Problem requirements » What is needed is an exact copy of the entries below, from the line that contains "The service MUST place one dot on the snow-covered" through the final line, both included, and nothing else.

** Begin Records provided **

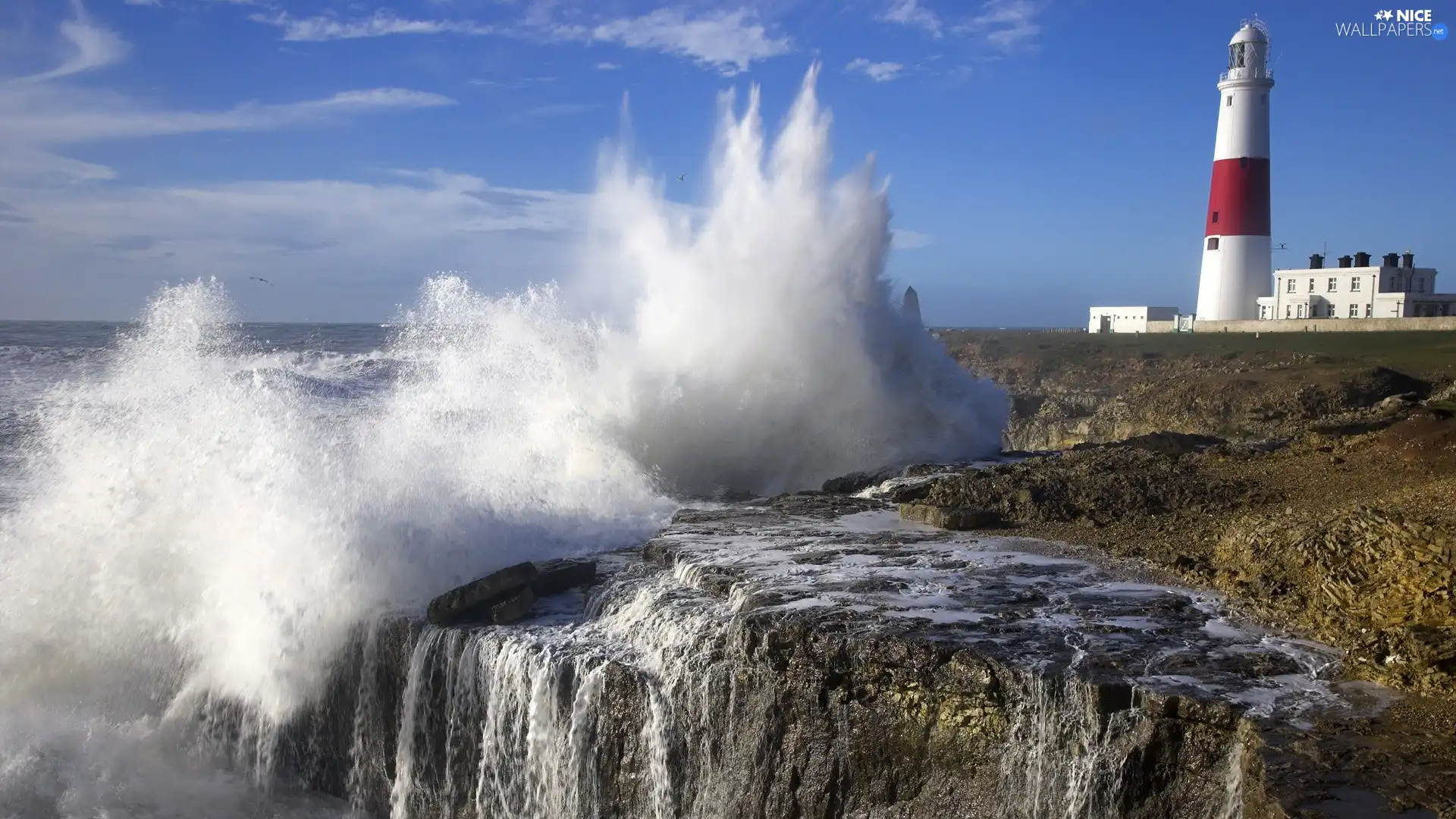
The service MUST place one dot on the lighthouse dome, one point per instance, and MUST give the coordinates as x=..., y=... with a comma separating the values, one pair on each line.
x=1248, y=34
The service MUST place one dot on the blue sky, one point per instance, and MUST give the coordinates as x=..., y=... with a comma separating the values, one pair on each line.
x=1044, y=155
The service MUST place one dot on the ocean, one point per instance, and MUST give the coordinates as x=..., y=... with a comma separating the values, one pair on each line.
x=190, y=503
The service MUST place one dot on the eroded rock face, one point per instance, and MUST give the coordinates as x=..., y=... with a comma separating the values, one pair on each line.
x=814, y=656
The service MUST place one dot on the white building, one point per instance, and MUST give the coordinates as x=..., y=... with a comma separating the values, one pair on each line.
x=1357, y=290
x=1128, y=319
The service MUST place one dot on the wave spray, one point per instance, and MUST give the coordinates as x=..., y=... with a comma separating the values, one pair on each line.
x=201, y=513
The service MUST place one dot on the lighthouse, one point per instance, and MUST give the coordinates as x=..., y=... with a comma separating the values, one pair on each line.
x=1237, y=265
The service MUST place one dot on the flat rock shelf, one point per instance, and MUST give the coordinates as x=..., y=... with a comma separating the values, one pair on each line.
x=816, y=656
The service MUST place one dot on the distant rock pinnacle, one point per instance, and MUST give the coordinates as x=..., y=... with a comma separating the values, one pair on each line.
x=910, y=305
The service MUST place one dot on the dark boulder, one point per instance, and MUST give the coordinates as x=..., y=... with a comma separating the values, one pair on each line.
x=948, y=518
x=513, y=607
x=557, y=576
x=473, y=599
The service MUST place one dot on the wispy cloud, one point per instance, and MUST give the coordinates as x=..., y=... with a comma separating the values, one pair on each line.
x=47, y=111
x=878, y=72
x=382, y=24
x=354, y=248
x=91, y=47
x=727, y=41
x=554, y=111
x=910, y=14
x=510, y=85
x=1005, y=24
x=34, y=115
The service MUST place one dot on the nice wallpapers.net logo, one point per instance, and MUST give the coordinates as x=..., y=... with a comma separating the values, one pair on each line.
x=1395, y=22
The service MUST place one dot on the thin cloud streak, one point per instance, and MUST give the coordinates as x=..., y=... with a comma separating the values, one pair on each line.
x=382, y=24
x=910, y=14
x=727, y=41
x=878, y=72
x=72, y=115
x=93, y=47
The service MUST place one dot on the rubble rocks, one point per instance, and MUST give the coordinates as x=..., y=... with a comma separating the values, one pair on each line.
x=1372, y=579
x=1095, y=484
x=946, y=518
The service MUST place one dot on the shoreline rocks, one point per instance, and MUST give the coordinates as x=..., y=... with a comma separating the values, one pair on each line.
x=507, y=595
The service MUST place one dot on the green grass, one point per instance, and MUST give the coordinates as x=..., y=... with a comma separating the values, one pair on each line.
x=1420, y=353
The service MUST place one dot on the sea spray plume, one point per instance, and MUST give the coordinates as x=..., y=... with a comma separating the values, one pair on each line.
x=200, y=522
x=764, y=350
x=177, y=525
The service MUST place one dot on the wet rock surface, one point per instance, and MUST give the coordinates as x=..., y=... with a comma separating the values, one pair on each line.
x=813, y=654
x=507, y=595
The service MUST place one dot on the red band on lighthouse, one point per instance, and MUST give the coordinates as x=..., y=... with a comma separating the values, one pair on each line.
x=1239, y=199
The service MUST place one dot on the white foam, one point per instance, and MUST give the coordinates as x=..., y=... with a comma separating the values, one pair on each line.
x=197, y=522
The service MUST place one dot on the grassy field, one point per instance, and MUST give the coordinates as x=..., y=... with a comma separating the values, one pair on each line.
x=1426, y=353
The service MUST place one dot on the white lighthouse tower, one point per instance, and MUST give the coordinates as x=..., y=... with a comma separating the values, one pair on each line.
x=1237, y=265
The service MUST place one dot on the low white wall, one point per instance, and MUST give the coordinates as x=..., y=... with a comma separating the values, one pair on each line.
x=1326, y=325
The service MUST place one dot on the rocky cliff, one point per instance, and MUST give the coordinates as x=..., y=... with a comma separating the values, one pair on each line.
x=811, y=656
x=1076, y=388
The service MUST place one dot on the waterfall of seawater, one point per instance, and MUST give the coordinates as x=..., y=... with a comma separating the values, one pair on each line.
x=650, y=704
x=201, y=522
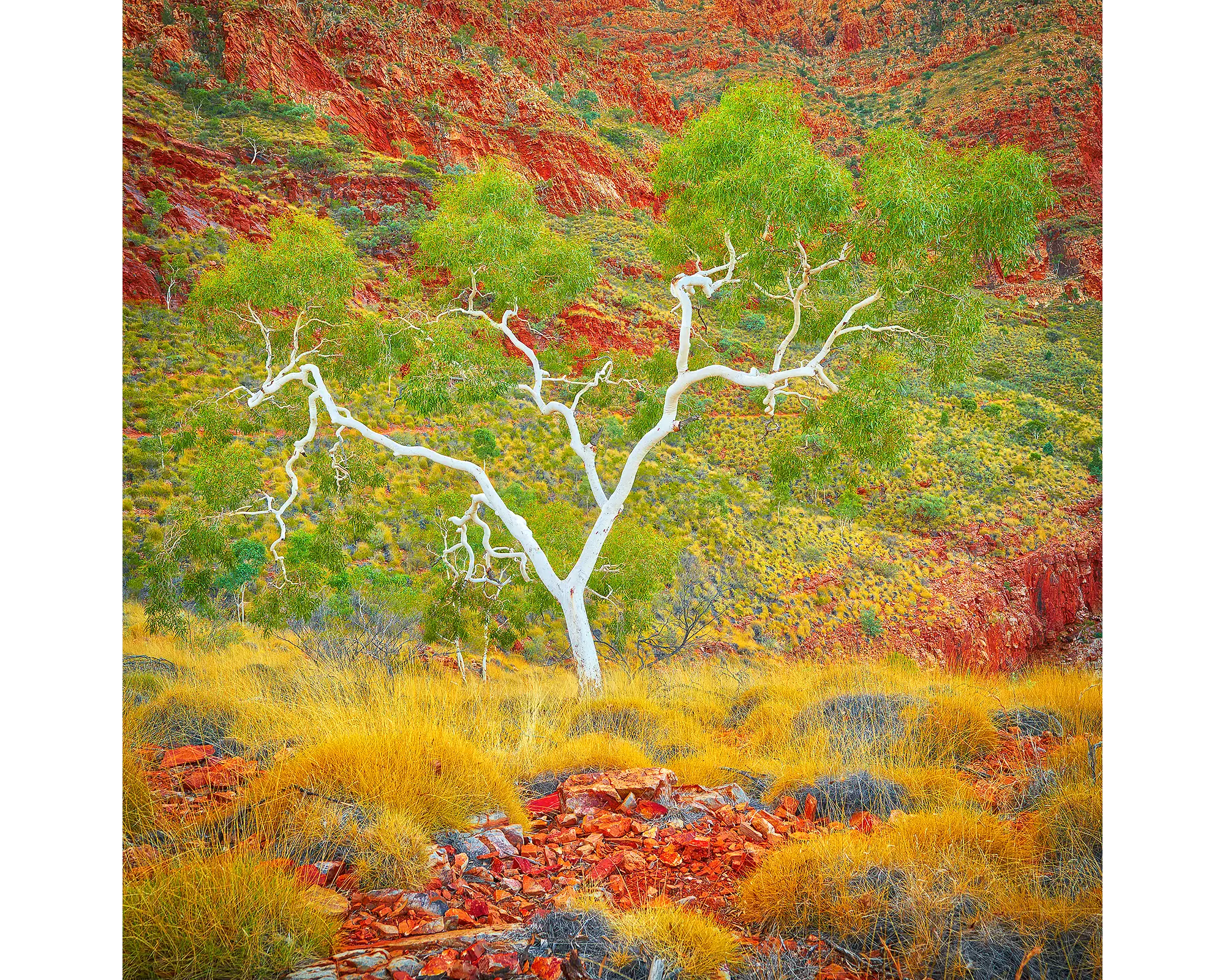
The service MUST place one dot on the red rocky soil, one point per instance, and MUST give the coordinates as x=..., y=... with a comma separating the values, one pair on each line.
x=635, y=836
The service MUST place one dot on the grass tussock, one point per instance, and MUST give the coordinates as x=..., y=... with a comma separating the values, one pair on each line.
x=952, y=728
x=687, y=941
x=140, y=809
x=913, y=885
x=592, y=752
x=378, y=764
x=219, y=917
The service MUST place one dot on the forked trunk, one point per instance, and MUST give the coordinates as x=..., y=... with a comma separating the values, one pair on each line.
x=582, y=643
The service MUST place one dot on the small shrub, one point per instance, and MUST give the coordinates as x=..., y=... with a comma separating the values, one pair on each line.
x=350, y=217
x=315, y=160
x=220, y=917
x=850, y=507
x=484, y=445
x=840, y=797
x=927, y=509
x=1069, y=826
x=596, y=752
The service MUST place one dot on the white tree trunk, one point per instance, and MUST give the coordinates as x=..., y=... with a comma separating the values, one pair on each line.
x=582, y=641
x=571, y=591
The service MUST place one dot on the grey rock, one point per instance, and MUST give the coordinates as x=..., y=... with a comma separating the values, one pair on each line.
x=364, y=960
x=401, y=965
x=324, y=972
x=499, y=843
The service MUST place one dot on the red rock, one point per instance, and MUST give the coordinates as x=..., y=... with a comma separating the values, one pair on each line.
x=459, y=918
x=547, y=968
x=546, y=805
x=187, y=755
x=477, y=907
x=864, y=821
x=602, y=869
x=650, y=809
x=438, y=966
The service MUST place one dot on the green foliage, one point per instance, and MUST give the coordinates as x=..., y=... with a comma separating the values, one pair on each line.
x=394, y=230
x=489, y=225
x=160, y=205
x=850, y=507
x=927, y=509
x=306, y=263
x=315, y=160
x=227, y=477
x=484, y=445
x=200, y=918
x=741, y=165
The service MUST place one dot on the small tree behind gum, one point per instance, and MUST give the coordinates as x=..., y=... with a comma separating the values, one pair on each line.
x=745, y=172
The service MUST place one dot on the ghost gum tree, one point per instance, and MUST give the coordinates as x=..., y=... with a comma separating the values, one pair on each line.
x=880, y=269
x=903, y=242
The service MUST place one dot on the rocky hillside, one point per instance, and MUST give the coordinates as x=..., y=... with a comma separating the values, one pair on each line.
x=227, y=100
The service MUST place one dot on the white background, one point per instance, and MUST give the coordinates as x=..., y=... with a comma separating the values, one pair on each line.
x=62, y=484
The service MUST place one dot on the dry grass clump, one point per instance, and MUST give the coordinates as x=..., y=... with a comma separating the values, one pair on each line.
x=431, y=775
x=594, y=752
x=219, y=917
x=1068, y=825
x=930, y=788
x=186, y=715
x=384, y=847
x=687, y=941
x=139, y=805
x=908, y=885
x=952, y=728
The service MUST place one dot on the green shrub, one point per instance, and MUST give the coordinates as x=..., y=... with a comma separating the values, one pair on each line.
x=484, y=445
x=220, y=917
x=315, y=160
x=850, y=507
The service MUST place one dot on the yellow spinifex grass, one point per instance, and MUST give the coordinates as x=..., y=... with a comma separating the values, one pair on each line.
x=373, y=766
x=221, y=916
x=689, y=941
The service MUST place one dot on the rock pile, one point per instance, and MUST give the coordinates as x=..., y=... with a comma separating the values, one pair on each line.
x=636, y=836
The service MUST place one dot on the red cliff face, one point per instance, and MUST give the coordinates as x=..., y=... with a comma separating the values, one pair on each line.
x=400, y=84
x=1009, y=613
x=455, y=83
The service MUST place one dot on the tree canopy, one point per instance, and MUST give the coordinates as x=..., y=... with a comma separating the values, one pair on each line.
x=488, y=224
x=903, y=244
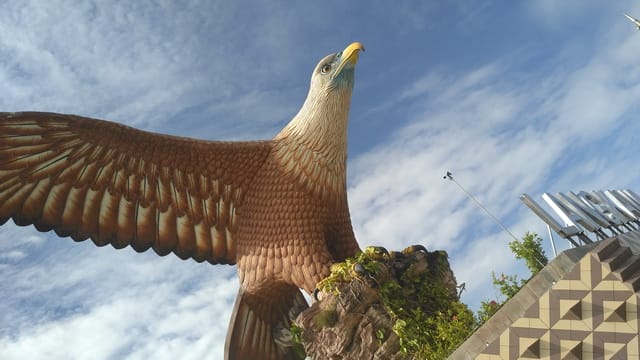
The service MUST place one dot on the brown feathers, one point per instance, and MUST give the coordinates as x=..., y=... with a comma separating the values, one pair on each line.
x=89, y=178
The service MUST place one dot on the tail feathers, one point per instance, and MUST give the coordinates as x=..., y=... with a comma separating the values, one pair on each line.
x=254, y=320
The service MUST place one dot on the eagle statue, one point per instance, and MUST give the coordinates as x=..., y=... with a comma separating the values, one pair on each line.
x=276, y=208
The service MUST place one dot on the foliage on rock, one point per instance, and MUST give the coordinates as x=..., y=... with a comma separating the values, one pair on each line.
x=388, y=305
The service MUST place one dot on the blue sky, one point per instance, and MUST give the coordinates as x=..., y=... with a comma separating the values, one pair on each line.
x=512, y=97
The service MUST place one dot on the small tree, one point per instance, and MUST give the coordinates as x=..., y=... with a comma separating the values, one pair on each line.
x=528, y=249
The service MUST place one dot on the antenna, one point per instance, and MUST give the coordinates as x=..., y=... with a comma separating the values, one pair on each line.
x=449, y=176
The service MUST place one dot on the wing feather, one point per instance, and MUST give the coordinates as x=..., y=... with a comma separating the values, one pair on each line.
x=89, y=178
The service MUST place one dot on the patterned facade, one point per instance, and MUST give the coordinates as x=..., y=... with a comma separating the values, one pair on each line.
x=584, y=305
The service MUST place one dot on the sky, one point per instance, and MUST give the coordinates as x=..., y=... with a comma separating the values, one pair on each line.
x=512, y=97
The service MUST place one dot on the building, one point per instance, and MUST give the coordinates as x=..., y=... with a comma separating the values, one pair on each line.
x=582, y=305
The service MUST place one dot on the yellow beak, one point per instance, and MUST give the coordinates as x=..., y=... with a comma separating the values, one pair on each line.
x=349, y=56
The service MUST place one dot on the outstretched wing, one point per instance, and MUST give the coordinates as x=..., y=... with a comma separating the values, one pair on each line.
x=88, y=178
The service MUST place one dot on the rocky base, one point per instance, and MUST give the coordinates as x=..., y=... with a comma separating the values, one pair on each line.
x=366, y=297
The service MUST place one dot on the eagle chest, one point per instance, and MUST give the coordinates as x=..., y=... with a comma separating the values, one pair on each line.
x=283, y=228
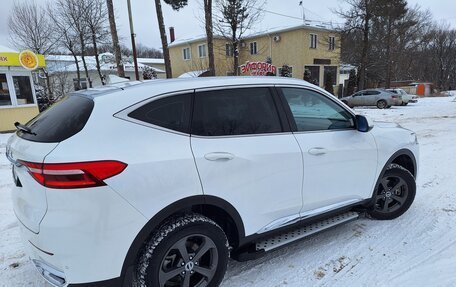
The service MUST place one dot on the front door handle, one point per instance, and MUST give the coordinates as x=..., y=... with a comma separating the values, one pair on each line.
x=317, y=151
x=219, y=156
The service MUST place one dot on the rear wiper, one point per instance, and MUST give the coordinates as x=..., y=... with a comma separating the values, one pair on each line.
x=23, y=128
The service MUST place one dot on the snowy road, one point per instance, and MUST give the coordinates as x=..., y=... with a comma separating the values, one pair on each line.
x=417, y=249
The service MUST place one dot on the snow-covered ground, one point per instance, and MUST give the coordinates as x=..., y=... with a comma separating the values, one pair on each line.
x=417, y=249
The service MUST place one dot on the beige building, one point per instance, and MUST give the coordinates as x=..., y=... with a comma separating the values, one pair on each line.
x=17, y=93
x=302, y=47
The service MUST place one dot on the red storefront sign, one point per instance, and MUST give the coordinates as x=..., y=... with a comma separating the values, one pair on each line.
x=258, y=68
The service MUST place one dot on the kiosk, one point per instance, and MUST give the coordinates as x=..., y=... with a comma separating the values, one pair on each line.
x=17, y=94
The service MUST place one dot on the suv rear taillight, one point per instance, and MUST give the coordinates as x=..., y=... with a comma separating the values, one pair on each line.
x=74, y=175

** End Records provided **

Reply to the exercise »
The service MUST place one dot on the snow-covered ground, one point per instance, and MUST give the coordinates as x=..., y=... with a comma separating the values, one pair on each line.
x=417, y=249
The service MUST place one dot on the beige building, one point per instance, and MUST give the coordinates as x=..., y=... with a comma separating the values, one pair on each line.
x=17, y=93
x=302, y=47
The service MUST place one dot on the red storefront sign, one point per instance, and MUST give the coordinates as x=..., y=... with a comma separating the values, one pair on each line.
x=258, y=68
The service MUST place one dot on the kiosk, one point per instance, and MUST give the coordinates as x=..., y=... with a comma separating the values, one pair on each line.
x=17, y=94
The service MUST place one dot on the suv rear taillight, one point per instance, and MUST give the coordinates as x=..., y=... with a comma separating the values, one pair on each line.
x=74, y=175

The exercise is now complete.